Required action A ->
Write out the part of the Ollama API text that begins at the words "Conclusion #" and stops after "careful. Keep learning!".
Required action B ->
According to the Ollama API text, what two endpoints should be the only ones exposed when Ollama is hosted on a publicly accessible URL?

Selected text ->
━━━━━━━━━━

Suppose you have used Postman and its collections. You can also use this Postman collection that lists most of the Ollama API calls in a neat, easy to test collection. In the next part (part 4) of the Ollama blog series, you will learn how to run Ollama in Docker with Docker Compose.
Important caveat #
If you plan to host Ollma on a publicly accessible URL or with some form of authentication and authorization, please remember to expose only the generate (/api/generate
) and the chat (/api/chat
) endpoints. You will not want users to call the pull or even delete model API endpoints.
You can do it by putting a reverse proxy in front of Ollama’s Gin server (running at port 11434, by default). You can choose between Nginx reverse proxy or Caddy. With a reverse proxy, you can pass through only the traffic that comes to /api/generate
and /api/chat
forward to Ollama. As Ollama’s server is written in Go/Gin, you may even try that path to secure your APIs if you know how to write Go and Gin. There is an issue on the official Ollama GitHub repository about something similar if you want to follow that.
Conclusion #
In this post, you learned about some of the Ollama API endpoints, focusing on the ones that help you get a response from an open model. You learned about the Ollama API endpoints for pulling a model, listing models, and showing model information.
More importantly, you are aware of a crucial caveat: you should not expose all the available Ollama APIs to the outside world. If someone calls the delete model API endpoint, your Ollama API will stop functioning, so be careful. Keep learning!

━━━━━━━━━━

[Dataset items]
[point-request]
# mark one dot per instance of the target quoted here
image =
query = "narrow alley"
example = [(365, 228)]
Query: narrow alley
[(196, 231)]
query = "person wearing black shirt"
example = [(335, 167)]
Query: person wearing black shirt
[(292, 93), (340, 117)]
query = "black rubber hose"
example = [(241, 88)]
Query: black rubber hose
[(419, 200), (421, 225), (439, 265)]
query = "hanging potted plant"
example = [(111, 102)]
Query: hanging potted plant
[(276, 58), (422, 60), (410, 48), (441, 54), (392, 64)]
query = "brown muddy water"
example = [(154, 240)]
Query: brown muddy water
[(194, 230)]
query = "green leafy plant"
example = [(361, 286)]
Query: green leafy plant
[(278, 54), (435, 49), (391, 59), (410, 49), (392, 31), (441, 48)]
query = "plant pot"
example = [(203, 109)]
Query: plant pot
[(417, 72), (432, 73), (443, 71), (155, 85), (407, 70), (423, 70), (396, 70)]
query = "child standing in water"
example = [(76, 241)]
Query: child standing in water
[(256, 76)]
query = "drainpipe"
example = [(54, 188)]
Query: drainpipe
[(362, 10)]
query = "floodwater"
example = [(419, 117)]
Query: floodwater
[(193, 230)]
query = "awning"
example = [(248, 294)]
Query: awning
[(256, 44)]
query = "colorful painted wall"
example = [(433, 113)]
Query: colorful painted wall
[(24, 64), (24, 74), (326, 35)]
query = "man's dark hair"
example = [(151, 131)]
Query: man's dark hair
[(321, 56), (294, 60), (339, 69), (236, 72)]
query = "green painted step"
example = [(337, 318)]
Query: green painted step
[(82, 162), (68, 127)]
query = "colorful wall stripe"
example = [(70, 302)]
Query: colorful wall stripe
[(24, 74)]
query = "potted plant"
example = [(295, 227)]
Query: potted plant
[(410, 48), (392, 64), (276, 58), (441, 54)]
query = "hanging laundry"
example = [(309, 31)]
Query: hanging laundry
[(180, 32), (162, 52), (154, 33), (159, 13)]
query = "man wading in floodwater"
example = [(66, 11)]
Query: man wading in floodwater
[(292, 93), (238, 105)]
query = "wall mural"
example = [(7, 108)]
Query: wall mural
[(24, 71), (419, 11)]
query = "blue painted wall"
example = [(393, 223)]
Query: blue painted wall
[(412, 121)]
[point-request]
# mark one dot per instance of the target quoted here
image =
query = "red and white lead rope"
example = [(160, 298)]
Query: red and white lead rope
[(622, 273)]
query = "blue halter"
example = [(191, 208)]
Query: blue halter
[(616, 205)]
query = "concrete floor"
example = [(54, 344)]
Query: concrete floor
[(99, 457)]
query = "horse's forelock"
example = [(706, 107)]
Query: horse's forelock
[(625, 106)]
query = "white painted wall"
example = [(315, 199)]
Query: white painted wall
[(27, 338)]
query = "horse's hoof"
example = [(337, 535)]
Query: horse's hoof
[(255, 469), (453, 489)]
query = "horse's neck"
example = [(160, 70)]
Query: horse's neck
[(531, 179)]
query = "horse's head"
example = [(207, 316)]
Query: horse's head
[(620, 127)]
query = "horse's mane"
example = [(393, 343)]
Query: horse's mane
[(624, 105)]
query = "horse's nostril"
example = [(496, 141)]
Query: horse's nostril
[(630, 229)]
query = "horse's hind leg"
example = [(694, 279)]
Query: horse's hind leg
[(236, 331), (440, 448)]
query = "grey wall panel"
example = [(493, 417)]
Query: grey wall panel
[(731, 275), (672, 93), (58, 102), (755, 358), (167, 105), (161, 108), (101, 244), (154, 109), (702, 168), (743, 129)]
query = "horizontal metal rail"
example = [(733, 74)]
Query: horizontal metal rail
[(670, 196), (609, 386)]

━━━━━━━━━━

Your response A ->
Conclusion #
In this post, you learned about some of the Ollama API endpoints, focusing on the ones that help you get a response from an open model. You learned about the Ollama API endpoints for pulling a model, listing models, and showing model information.
More importantly, you are aware of a crucial caveat: you should not expose all the available Ollama APIs to the outside world. If someone calls the delete model API endpoint, your Ollama API will stop functioning, so be careful. Keep learning!

Your response B ->
The generate endpoint (/api/generate) and the chat endpoint (/api/chat).